--- KUTIPAN TERPILIH ---

REPUBLIKA.CO.ID, NEW YORK -- Di tahun keempat revolusi Arab berkecamuk, gema Arab Spring tampaknya makin meredup. Semangat dan cita-cita untuk membawa angin perubahan di negara-negara Arab terancam gagal.
Sebaliknya, perang saudara dan konflik berkepanjangan malah menjadi pemandangan sehari-hari di negeri-negeri Arab ini. "Jika melihat fenomena yang terjadi saat ini, Arab Spring terlihat menjadi Arab Winter yang masih prematur," kata Hamid Dabashi, pengajar timur tengah di Universitas Columbia, New York, AS.
Janji-janji perubahan yang didengungkan-dengungan dan merupakan harapan besar Muhammad Azizi, kata Hamid, sepertinya akan sulit tercapai. Azizi adalah master bisnis asal Tunisia yang terpaksa berjualan buah-buahan karena Pemerintah tak mampu memberikan lapangan kerja.

--- PETUNJUK PENGERJAAN ---
1. Kembalikan salinan persis dari artikel tentang Arab Spring, mulai dari kata-kata yang memuat "REPUBLIKA.CO.ID, NEW YORK" dan berhenti setelah "memberikan lapangan kerja.".
2. Teruskan artikel tentang meredupnya Arab Spring di atas, dimulai sesudah kalimat terakhirnya.

--- DATA YANG DIBERIKAN ---
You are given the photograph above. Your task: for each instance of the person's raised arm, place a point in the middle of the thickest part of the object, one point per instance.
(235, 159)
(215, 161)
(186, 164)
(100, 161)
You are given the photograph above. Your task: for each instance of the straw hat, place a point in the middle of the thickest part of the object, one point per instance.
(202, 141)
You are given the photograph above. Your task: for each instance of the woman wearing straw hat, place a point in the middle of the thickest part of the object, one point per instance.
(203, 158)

--- JAWABAN TERTULIS ---
1.
REPUBLIKA.CO.ID, NEW YORK -- Di tahun keempat revolusi Arab berkecamuk, gema Arab Spring tampaknya makin meredup. Semangat dan cita-cita untuk membawa angin perubahan di negara-negara Arab terancam gagal.
Sebaliknya, perang saudara dan konflik berkepanjangan malah menjadi pemandangan sehari-hari di negeri-negeri Arab ini. "Jika melihat fenomena yang terjadi saat ini, Arab Spring terlihat menjadi Arab Winter yang masih prematur," kata Hamid Dabashi, pengajar timur tengah di Universitas Columbia, New York, AS.
Janji-janji perubahan yang didengungkan-dengungan dan merupakan harapan besar Muhammad Azizi, kata Hamid, sepertinya akan sulit tercapai. Azizi adalah master bisnis asal Tunisia yang terpaksa berjualan buah-buahan karena Pemerintah tak mampu memberikan lapangan kerja.

2.
Yang terjadi, para pemenang Arab Spring menghadapi perlawanan keras dari banyak pihak sehingga berbagai upaya dilakukan untuk menjatuhkan kekuasaan mereka. Gejala ini, jelas Hamid dalam ulasannya di Aljazirah, terlihat di Tunisia, Mesir, Oman, Yaman, Arab Saudi, Libya, Maroko, dan Irak.
Di Mesir, kata dia, Presiden terpilih secara demokratis dikudeta tentara. Yang mengerikan, jelas Hamid, segelintir kaum intelektual Mesir berdiri mendukung aksi tentara ini.
Di Tunisia, massa dengan dukungan militer terus mendesak turunnya pemerintahan yang dipimpin partai Islam yang menang secara demokratis. "Di Libya, masa depan makin tidak jelas setelah publik meminta Pemerintah menghadapi para milisi bersenjata," kata Hamid.
Di Bahrain, Arab Saudi, dan Maroko, setiap gerakan demokrasi menentang Pemerintah, langsung dihadapi dengan kekerasan. Pemerintah menggunakan berbagai cara untuk menutup aksi-aksi mereka, sehingga angin demokrasi tidak berhembus kencang.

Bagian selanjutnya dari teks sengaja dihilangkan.